#### WHAT TO DO
Extract, unchanged, every line from the top of the material below through the line with "box: [1352, 711, 1397, 746]", and no more.

#### DATA PROVIDED
::::::

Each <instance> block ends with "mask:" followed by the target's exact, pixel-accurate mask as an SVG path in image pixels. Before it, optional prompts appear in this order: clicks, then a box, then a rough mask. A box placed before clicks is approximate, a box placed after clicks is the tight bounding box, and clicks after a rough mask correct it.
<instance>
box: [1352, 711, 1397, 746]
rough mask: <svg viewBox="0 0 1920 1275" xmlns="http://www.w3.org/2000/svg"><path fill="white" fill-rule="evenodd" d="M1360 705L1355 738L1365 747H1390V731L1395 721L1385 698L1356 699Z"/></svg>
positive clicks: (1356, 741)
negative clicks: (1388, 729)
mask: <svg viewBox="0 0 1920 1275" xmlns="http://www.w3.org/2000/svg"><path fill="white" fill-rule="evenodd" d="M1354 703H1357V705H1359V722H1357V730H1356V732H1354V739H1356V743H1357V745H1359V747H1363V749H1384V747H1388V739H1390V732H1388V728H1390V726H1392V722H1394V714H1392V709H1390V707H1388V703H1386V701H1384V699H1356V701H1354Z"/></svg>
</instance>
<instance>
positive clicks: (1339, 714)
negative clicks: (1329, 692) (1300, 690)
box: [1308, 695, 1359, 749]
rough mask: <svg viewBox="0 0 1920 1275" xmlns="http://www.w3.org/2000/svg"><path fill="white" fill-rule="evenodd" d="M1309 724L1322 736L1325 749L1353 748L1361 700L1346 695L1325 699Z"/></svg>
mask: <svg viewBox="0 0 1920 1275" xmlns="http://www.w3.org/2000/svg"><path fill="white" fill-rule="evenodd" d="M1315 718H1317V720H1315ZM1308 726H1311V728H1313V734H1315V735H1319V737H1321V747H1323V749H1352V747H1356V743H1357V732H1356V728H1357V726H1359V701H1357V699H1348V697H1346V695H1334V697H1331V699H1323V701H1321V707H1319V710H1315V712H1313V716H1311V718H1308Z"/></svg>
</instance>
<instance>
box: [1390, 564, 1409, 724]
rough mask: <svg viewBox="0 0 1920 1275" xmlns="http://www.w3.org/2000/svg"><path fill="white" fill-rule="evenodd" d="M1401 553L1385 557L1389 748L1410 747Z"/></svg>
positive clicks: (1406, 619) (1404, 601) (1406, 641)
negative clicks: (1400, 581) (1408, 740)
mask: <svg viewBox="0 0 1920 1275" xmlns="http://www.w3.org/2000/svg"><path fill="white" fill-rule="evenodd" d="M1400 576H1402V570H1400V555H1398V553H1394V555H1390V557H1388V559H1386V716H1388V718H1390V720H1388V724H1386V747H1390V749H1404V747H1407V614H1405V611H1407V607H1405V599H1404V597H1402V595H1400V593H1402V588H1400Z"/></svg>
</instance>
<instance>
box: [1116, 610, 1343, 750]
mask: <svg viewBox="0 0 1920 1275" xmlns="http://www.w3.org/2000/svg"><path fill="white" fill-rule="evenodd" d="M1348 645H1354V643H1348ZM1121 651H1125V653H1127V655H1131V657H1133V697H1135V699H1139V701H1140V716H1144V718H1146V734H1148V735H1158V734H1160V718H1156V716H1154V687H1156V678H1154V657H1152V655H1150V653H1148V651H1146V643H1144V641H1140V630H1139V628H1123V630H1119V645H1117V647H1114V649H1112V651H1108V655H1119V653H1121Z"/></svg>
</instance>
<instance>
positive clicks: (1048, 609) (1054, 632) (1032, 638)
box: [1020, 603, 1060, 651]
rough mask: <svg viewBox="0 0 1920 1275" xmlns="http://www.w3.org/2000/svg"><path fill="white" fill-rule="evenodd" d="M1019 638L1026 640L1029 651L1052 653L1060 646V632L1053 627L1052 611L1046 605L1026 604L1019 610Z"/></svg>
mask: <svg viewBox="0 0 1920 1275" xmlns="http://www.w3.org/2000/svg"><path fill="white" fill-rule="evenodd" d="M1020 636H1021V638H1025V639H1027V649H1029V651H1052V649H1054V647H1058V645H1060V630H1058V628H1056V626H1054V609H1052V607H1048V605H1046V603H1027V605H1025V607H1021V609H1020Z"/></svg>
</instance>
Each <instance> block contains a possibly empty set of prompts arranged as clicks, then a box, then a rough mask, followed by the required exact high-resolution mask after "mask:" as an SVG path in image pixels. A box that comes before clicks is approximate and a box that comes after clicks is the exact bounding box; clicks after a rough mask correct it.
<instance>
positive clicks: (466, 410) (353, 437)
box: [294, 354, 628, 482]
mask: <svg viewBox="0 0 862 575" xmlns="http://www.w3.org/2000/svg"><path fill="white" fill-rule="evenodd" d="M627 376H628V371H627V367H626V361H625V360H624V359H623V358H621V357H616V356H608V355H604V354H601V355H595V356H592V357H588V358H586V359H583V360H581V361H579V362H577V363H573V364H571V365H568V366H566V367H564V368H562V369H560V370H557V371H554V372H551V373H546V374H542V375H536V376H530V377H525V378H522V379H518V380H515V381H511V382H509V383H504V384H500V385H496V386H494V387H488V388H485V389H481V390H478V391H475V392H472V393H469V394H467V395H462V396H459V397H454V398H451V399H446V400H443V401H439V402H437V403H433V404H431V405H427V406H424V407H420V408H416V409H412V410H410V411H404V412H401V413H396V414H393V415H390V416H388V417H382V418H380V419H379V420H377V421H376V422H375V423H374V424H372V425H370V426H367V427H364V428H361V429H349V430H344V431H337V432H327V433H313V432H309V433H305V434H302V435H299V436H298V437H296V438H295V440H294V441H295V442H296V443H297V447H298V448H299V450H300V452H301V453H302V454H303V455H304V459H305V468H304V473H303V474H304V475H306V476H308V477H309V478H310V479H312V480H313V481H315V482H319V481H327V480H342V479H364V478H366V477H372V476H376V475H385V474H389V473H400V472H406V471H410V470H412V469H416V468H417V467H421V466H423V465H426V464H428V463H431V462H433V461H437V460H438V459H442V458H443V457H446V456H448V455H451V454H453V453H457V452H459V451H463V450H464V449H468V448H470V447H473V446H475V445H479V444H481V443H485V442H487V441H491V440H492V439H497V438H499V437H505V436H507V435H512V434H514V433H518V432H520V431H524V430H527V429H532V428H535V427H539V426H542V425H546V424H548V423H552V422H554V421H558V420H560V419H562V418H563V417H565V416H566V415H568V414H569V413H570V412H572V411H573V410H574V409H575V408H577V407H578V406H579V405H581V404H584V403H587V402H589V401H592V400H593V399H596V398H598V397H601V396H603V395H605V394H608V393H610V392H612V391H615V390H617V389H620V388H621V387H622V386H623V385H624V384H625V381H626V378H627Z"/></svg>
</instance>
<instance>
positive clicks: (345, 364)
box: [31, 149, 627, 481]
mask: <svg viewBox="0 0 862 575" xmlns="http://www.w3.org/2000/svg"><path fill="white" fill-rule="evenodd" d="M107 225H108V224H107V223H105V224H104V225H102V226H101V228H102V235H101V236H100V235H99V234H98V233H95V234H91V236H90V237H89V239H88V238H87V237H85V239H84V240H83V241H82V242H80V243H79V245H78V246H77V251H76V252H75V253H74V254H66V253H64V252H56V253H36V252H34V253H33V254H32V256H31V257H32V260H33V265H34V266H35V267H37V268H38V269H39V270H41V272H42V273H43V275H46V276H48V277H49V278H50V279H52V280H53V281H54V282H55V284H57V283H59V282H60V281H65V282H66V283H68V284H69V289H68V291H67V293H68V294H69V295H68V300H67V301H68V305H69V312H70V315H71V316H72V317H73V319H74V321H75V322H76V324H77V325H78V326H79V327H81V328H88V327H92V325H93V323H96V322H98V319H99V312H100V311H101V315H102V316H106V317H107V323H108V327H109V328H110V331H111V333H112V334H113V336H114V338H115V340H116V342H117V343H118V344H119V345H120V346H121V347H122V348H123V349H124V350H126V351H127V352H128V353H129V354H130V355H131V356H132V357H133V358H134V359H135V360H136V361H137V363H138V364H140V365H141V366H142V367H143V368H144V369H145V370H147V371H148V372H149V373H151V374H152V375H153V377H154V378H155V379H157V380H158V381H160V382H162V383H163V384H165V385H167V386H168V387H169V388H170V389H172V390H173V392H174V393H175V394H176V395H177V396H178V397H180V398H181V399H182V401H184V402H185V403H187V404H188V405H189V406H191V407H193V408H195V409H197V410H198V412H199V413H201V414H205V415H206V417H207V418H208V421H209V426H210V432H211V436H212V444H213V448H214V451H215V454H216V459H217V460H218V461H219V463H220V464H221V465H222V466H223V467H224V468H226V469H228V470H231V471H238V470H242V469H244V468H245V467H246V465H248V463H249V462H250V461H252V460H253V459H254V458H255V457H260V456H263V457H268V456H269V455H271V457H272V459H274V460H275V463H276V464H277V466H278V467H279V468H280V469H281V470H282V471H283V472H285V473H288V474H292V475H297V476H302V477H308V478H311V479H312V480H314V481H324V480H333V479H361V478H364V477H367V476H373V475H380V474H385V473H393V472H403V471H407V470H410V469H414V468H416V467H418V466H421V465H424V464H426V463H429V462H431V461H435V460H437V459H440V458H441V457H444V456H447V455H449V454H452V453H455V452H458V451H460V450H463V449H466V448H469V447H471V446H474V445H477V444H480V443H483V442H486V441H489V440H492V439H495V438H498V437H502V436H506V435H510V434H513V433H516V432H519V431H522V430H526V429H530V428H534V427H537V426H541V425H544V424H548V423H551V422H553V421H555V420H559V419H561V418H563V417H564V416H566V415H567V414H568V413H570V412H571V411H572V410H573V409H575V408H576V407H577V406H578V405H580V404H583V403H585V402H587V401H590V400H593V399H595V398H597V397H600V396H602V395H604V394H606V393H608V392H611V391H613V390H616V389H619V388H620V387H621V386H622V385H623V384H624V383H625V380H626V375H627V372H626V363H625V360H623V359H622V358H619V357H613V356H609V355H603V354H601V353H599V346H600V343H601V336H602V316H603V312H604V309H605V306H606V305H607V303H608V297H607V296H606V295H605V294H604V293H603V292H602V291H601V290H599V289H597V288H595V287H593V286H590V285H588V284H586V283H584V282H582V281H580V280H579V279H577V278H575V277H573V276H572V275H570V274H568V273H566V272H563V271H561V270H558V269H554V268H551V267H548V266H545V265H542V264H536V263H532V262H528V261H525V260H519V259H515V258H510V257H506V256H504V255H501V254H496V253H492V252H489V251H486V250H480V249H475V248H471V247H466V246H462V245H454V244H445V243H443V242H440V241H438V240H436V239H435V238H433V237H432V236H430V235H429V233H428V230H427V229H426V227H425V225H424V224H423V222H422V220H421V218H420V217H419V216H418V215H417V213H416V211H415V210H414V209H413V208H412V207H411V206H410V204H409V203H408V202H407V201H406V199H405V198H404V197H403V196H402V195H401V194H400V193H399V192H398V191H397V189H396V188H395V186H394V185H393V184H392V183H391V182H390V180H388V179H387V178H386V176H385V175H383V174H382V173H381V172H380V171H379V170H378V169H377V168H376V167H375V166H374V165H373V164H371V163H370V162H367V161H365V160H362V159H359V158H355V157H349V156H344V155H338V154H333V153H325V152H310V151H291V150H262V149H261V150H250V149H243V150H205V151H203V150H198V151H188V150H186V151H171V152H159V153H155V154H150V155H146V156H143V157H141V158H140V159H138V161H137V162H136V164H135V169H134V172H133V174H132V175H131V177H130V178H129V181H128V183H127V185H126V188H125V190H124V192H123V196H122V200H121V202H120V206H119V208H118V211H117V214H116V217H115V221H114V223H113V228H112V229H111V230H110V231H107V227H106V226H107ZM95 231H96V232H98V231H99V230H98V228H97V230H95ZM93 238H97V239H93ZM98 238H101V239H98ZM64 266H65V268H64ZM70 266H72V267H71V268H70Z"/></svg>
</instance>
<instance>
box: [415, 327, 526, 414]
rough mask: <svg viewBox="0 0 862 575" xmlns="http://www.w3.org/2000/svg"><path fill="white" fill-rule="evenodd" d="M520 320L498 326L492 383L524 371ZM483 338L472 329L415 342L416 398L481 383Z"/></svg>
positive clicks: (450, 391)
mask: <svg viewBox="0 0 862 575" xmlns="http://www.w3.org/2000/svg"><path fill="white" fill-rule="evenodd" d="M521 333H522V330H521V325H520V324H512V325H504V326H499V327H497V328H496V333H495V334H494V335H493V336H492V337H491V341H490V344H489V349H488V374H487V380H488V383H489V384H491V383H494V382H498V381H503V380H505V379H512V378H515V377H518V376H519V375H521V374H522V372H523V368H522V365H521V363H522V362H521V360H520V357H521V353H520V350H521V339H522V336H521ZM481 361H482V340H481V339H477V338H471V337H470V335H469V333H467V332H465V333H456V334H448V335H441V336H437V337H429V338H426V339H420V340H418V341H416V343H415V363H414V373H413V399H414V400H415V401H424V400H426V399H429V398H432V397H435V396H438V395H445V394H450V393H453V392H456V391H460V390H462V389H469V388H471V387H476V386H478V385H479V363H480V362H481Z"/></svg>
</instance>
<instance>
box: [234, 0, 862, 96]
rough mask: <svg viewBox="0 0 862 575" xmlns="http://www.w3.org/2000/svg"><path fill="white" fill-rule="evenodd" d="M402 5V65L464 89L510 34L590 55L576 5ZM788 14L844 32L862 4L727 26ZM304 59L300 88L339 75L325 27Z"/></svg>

::::::

#### ANSWER AREA
Each <instance> block ends with "mask:" followed by the target's exact, pixel-accurate mask as an SVG path in image pixels. Before it, optional prompts appear in this order: clicks, then a box, then a rough mask. A box placed before clicks is approximate, a box placed after clicks is the tight bounding box, and clicks after a rough mask correct it.
<instance>
box: [1352, 711, 1397, 746]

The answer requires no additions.